| Task directions |
Repeat verbatim each line from the line with "Can you see the farm" to the end of the entries. Pictures do not belong in the copy.

The records: Begin

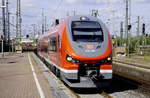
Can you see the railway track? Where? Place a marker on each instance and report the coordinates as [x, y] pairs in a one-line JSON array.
[[120, 88]]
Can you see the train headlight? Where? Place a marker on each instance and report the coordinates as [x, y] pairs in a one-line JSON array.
[[109, 58], [69, 59]]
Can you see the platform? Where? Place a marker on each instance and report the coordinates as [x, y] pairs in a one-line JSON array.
[[20, 77]]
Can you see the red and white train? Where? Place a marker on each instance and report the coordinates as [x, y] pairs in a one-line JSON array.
[[78, 50]]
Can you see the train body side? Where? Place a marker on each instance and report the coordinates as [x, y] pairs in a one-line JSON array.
[[78, 63]]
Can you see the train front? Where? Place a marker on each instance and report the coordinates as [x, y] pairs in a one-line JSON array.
[[88, 50]]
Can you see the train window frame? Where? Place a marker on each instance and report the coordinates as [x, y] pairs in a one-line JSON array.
[[97, 26], [53, 44]]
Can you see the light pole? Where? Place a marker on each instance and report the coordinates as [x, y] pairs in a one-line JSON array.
[[126, 27], [3, 18]]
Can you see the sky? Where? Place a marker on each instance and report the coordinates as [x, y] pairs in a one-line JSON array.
[[110, 12]]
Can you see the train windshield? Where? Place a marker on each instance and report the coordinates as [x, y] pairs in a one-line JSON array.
[[87, 31]]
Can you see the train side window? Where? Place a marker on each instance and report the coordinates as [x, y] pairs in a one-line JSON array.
[[53, 44]]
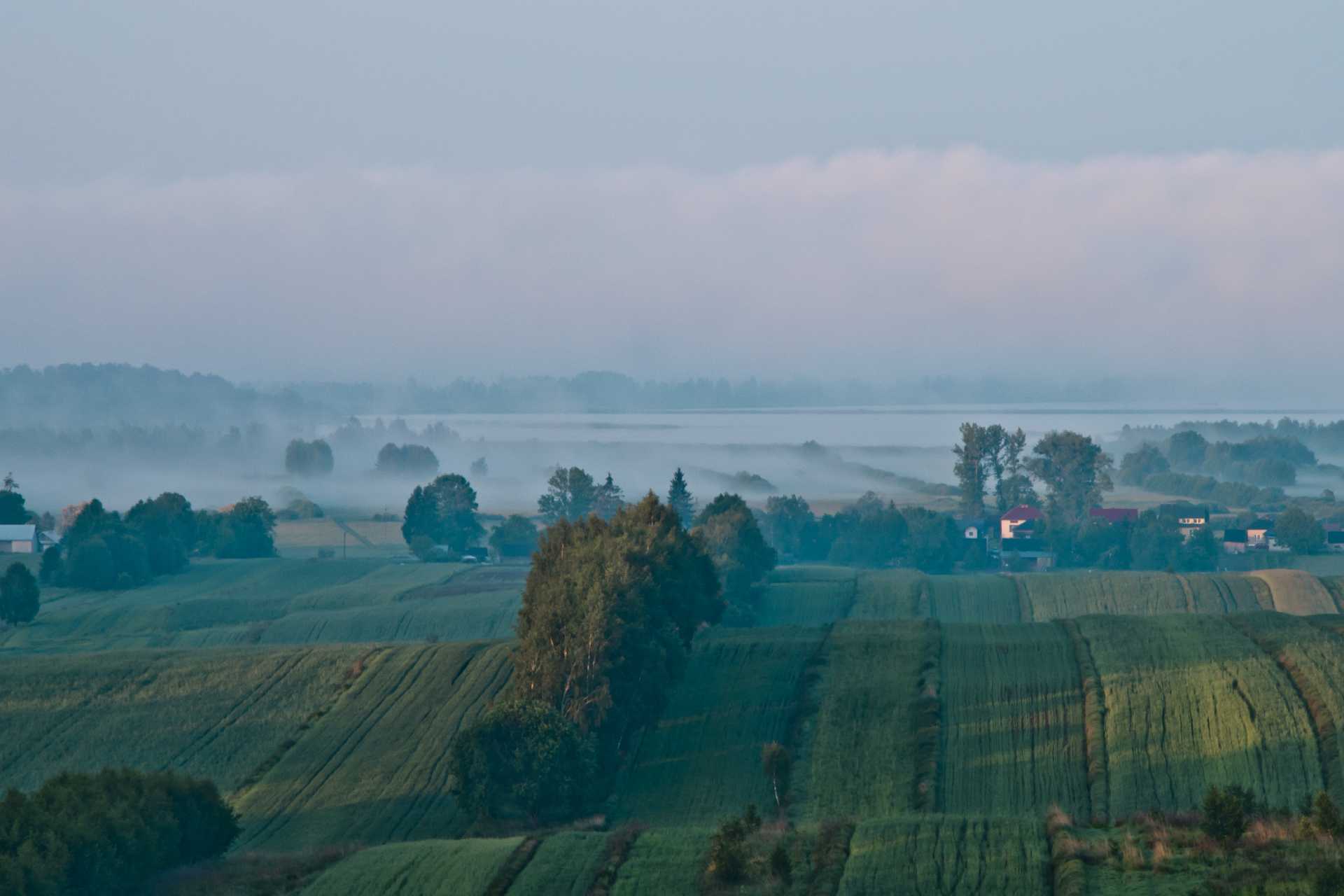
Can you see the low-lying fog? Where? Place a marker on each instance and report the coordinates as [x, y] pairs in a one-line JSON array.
[[898, 453]]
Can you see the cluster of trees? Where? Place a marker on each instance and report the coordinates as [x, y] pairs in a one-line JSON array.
[[105, 550], [870, 532], [609, 612], [308, 458], [1266, 461], [992, 451], [441, 514], [406, 460], [573, 495], [108, 833]]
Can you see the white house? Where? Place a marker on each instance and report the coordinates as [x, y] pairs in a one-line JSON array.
[[19, 539], [1015, 519]]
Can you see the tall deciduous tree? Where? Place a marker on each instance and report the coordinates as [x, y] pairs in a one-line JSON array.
[[444, 512], [972, 468], [1075, 472], [741, 555], [11, 503], [19, 596], [608, 615], [570, 495], [680, 498]]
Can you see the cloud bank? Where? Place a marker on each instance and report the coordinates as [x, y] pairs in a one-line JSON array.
[[869, 265]]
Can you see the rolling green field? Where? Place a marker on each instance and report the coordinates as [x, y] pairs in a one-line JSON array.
[[272, 602], [428, 868], [1014, 722], [1191, 701], [948, 856], [704, 760], [939, 716]]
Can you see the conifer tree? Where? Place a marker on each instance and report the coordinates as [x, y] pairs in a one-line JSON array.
[[680, 498]]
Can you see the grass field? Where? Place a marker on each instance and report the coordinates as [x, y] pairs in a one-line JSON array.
[[1296, 592], [564, 865], [426, 868], [218, 715], [1012, 720], [1190, 703], [372, 769], [702, 761], [855, 752], [235, 602], [948, 856], [806, 597], [664, 862]]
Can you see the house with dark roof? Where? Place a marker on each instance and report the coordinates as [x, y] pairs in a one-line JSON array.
[[1012, 522], [1234, 542], [19, 539], [1114, 514]]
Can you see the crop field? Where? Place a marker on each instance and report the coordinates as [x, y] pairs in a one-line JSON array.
[[1313, 659], [372, 769], [888, 594], [1297, 593], [428, 868], [855, 758], [233, 602], [702, 761], [564, 865], [664, 862], [948, 856], [1012, 719], [218, 718], [1191, 703], [806, 597]]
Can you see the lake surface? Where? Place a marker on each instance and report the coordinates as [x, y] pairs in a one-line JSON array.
[[909, 426]]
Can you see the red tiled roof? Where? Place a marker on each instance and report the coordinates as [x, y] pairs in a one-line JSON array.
[[1114, 514]]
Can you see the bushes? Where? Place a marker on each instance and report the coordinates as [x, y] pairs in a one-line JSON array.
[[108, 833]]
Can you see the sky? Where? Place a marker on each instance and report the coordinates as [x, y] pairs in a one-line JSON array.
[[848, 190]]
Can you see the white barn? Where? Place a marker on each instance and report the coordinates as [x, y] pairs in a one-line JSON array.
[[19, 539]]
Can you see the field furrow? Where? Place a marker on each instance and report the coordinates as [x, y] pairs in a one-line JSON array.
[[1193, 703], [1012, 708]]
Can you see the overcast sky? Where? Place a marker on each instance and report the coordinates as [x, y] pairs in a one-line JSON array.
[[878, 190]]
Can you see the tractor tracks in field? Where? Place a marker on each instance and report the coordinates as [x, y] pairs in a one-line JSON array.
[[1324, 726], [1094, 722]]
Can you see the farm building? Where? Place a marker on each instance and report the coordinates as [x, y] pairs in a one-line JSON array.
[[19, 539], [974, 530], [1114, 514], [1234, 542], [1018, 517], [1259, 532]]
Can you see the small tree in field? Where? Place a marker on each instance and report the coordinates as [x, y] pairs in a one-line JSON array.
[[18, 596], [777, 763]]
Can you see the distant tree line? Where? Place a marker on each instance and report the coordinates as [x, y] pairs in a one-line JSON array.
[[108, 833], [870, 532], [105, 550]]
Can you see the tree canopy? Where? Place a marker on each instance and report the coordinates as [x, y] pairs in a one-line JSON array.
[[608, 615], [444, 512], [19, 596], [570, 495]]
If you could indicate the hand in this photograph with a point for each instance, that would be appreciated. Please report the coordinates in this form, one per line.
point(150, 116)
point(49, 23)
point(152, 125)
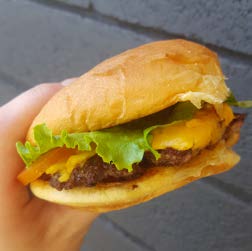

The records: End

| Exercise output |
Can you see the farm building? Where? Place a marker on each instance and report the coordinates as [x, y] pairs in a one-line JSON array.
[[19, 539], [974, 530], [1114, 514], [1234, 542], [1018, 517], [1259, 532]]
Can you see the small tree in field? Where? Place a marker on each instance and report the coordinates as [x, y] pairs in a one-line JSON array.
[[18, 596], [777, 763]]
Can you see the distant tree line? Where? Place a marker on each instance and report the coordinates as [x, y] pairs in a one-line JSON array.
[[108, 833], [870, 532], [105, 550]]
Can you see the tree canopy? Where? Place a marker on each instance and report the coordinates as [x, y] pairs in a one-line JSON array.
[[608, 615], [444, 512], [19, 596], [570, 495]]
If you could indicate the hand in this photograph with a point for each instance, that would be appreciated. Please report the coordinates in this form, one per line.
point(150, 116)
point(49, 23)
point(152, 125)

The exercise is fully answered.